  5. Improve constantly and forever the system of production and service, to improve quality and productivity, and thus constantly decrease cost. Interpretation: Invest in reducing time and cost of repeatable integration patterns. As soon as one pattern is effectively automated, look for the next opportunity and repeat indefinitely.
  6. Institute training on the job. Interpretation: Improve the quality of the integration program by developing and coaching staff across the enterprise to build their individual and collective performance. Encourage staff to ask open-ended probing questions to define problems, uncover needs and clarify objectives as part of their day-to-day activities.
  7. Institute leadership. The aim of supervision should be to help people and machines and gadgets to do a better job. Supervision of management is in need of overhaul, as well as supervision of production workers. Interpretation: Continually examine competitor and best in class performers to identify ways to enhance the integration service and value to the enterprise. Proactively connect others to best in class performance to drive enhancement of the integration practice.
  8. Drive out fear, so that everyone may work effectively for the company. Interpretation: Institute post-project reviews for all projects, capture key lessons, and institutionalize those lessons in the training of new staff. View failures as learning opportunities and not as a “search for the guilty”.
  9. Break down barriers between departments. People in research, design, sales, and production must work as a team, to foresee problems of production and in use that may be encountered with the product or service.

    Interpretation: Collaborate across functional groups to determine impact of implementing new processes and procedures. Integrate efforts across business lines to support strategic priorities. Uncover hidden growth opportunities within market and industry segments to create competitive advantage.
  10. Eliminate slogans, exhortations, and targets for the work force asking for zero defects and new levels of productivity. Such exhortations only create adversarial relationships, as the bulk of the causes of low quality and low productivity belong to the system and thus lie beyond the power of the work force. Interpretation: Focus first on the substance of the integration task. That is, describe the services provided by the integration team/function, develop integrated service request and fulfillment processes, measure the processes, and continuously improve the total cycle time. In other words, view the delivery of integration activities as a “system” that must be optimized.
  11. a. Eliminate work standards (quotas) on the factory floor. Substitute leadership.
    b. Eliminate management by objective. Eliminate management by numbers, numerical goals. Substitute workmanship.
    Interpretation: Do capture and measure processes, but for the purposes of gathering data for continuous improvement and not for the purpose of rewarding or punishing staff.
  12. a. Remove barriers that rob the hourly worker of his/her right to pride of workmanship. The responsibility of supervisors must be changed from sheer numbers to quality.
    b. Remove barriers that rob people in management and in engineering of their right to pride of workmanship. This means abolishment of the annual or merit rating and of management by objective.

    Interpretation: Strive to eliminate integration wastes and give staff the tools they need to do their job. Once again, use metrics to manage the “system” and to continuously improve it, not to reward or punish staff.
  13. Institute a vigorous program of education and self-improvement. Interpretation: Establish a repository of best practices that are taught to all new staff, including temporary consultants. Make it a requirement that all integration contribute to best practices and spend some time each year teaching others.
  14. Put everyone in the company to work to accomplish the transformation. The transformation is everyone’s work. Interpretation: Establish big-picture end-to-end metrics that engage everyone. Always keep the end customer in mind. Gather necessary data to define the symptoms and root causes (who, what, why and costs) of a problem. Develop alternatives based on facts, available resources, and constraints.

Extracted information -
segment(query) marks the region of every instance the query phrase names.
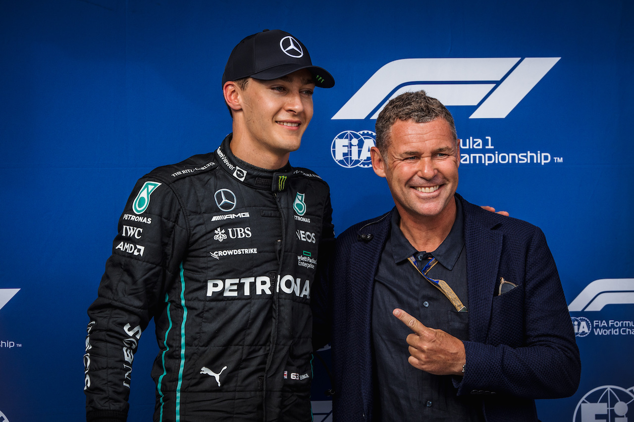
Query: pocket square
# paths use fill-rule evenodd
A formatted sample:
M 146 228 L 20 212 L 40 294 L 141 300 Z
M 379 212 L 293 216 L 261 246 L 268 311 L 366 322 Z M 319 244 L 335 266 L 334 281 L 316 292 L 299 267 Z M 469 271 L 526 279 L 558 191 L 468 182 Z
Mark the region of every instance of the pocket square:
M 498 296 L 501 296 L 505 293 L 508 293 L 516 287 L 517 287 L 517 285 L 505 280 L 503 277 L 500 277 L 500 288 L 498 289 Z

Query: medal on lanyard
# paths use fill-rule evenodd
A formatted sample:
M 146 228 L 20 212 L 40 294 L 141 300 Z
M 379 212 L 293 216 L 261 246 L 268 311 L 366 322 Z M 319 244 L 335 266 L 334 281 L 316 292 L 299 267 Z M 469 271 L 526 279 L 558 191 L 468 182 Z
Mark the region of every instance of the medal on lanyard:
M 429 270 L 430 270 L 432 267 L 438 262 L 436 258 L 432 259 L 430 261 L 427 262 L 425 267 L 423 267 L 422 271 L 420 271 L 420 269 L 418 268 L 418 265 L 417 265 L 416 259 L 414 258 L 413 256 L 410 257 L 407 259 L 410 261 L 410 263 L 411 264 L 411 265 L 414 265 L 414 268 L 415 268 L 416 271 L 420 273 L 420 275 L 423 276 L 423 278 L 432 283 L 433 286 L 443 292 L 443 294 L 451 301 L 451 304 L 456 308 L 456 310 L 459 312 L 467 312 L 467 307 L 462 304 L 462 302 L 460 301 L 460 298 L 458 297 L 458 295 L 455 293 L 453 289 L 449 286 L 449 285 L 447 284 L 446 281 L 444 280 L 436 280 L 427 276 L 427 272 L 429 272 Z

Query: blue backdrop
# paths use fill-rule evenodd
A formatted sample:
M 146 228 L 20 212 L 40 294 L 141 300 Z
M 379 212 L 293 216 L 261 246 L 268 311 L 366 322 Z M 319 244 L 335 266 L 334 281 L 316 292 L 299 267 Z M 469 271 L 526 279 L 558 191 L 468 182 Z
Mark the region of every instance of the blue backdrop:
M 540 418 L 632 419 L 633 4 L 0 0 L 0 421 L 84 419 L 86 310 L 130 191 L 231 131 L 224 64 L 266 28 L 337 80 L 291 155 L 330 182 L 337 233 L 391 207 L 365 159 L 373 117 L 425 87 L 455 117 L 458 192 L 541 227 L 557 262 L 583 372 Z M 153 409 L 150 333 L 131 422 Z

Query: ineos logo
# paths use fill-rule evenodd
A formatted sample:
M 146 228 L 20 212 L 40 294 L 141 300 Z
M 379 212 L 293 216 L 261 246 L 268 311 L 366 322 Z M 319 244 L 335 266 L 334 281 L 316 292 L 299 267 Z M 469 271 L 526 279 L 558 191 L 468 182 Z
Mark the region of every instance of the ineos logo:
M 299 58 L 304 56 L 304 50 L 297 40 L 287 35 L 280 41 L 280 48 L 287 56 Z
M 214 194 L 216 205 L 225 212 L 236 207 L 236 196 L 228 189 L 220 189 Z

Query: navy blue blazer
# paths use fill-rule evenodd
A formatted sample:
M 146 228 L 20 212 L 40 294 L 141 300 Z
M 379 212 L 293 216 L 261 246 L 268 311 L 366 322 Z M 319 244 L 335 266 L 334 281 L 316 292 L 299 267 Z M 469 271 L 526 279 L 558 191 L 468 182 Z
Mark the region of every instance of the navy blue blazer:
M 453 378 L 456 393 L 477 395 L 488 422 L 536 421 L 534 399 L 572 395 L 581 374 L 555 261 L 538 227 L 456 196 L 465 217 L 469 303 L 467 364 L 464 376 Z M 372 290 L 393 212 L 342 233 L 313 290 L 313 341 L 332 347 L 339 422 L 372 420 Z M 497 295 L 501 277 L 517 286 Z

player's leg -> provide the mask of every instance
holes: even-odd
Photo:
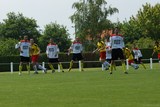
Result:
[[[31,57],[31,60],[32,60],[34,74],[38,74],[37,65],[36,65],[36,58],[34,55]]]
[[[125,65],[123,50],[122,49],[118,49],[117,53],[118,53],[118,57],[121,59],[123,72],[125,74],[128,74],[128,72],[126,71],[126,65]]]
[[[25,62],[27,63],[26,68],[27,68],[28,74],[30,74],[30,57],[25,57]]]
[[[83,64],[84,64],[84,63],[83,63],[83,56],[82,56],[81,53],[79,53],[79,54],[77,55],[77,60],[81,62],[81,63],[80,63],[80,66],[81,66],[80,71],[84,71],[84,70],[83,70]]]
[[[139,64],[143,66],[144,69],[146,69],[146,66],[142,62],[142,57],[138,58]]]
[[[49,63],[48,63],[48,66],[51,68],[52,73],[54,73],[54,72],[55,72],[55,69],[54,69],[53,64],[52,64],[52,63],[54,63],[54,59],[49,58],[48,62],[49,62]]]
[[[64,72],[64,71],[63,71],[62,63],[61,63],[61,62],[59,62],[59,63],[58,63],[58,65],[60,66],[60,70],[61,70],[62,72]]]
[[[23,62],[20,62],[20,64],[19,64],[19,75],[22,74],[22,63],[23,63]]]
[[[23,56],[20,56],[20,63],[19,63],[19,75],[22,74],[22,69],[23,69],[23,61],[24,61],[24,57]]]
[[[73,66],[73,61],[75,61],[76,59],[77,59],[77,54],[74,54],[74,53],[73,53],[72,60],[70,61],[70,64],[69,64],[68,72],[71,71],[72,66]]]
[[[69,72],[71,71],[72,66],[73,66],[73,60],[71,60],[70,63],[69,63],[69,69],[68,69]]]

Apply what you read -
1. Return the quality principles passage between "12. a. Remove" and "numbers to quality.", inclusive.
2. According to the quality principles passage, for what purpose should processes be captured and measured?
The records have no connection to the quality principles passage.

Task solutions -
1.
12. a. Remove barriers that rob the hourly worker of his/her right to pride of workmanship. The responsibility of supervisors must be changed from sheer numbers to quality.

2. To gather data for continuous improvement, not to reward or punish staff.